/---

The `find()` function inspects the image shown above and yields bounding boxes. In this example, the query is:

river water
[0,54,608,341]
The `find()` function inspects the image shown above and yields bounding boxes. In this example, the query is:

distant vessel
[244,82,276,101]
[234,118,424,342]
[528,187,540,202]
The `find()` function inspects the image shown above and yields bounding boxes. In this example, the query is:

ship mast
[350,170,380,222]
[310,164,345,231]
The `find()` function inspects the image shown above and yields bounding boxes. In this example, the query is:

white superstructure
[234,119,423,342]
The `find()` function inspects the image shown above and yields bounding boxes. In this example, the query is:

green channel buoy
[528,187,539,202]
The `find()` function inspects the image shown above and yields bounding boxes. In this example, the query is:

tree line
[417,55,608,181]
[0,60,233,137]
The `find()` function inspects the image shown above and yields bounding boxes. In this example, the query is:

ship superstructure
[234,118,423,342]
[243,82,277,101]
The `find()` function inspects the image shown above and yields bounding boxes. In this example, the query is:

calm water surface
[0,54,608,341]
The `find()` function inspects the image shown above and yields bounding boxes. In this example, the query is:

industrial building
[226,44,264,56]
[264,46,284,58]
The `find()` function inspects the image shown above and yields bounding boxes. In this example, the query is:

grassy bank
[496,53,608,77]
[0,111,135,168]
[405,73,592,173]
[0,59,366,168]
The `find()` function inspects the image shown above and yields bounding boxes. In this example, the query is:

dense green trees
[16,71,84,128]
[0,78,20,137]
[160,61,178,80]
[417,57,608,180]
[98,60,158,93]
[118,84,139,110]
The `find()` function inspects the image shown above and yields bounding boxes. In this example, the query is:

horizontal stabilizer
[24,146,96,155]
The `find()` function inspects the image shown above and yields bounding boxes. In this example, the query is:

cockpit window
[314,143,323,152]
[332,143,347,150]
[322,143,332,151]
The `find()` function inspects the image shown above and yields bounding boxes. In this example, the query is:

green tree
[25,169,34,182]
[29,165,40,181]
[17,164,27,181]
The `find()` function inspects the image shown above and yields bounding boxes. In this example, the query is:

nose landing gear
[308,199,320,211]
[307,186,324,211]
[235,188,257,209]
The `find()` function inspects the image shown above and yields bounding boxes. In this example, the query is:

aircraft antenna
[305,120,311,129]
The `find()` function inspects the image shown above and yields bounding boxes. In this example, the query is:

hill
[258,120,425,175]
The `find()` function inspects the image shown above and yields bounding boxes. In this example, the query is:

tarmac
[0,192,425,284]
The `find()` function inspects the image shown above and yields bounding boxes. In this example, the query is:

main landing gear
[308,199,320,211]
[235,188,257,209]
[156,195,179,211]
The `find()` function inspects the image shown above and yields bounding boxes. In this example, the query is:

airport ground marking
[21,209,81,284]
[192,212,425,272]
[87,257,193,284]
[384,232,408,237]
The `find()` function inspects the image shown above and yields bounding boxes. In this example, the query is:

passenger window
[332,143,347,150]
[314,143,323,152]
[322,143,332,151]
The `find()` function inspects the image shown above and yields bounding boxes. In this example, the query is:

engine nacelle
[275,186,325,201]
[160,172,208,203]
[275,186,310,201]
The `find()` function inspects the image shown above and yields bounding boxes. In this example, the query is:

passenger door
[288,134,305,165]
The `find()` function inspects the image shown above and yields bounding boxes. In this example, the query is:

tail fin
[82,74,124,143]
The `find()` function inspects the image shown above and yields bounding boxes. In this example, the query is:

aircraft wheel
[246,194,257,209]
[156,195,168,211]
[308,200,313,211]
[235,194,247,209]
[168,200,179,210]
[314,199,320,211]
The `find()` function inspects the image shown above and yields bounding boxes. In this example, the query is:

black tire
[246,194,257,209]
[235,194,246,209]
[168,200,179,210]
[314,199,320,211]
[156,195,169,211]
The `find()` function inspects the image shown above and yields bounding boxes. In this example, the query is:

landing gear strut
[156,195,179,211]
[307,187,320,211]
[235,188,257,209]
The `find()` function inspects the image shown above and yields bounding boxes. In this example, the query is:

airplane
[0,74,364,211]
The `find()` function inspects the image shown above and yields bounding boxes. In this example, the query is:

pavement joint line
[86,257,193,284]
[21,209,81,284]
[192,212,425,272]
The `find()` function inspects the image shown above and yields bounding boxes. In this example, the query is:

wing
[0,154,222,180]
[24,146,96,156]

\---

_What to do_
Locate each line in the entries above that contains the word "superstructure", and copy those lines. Case matters.

_Solution below_
white superstructure
ship superstructure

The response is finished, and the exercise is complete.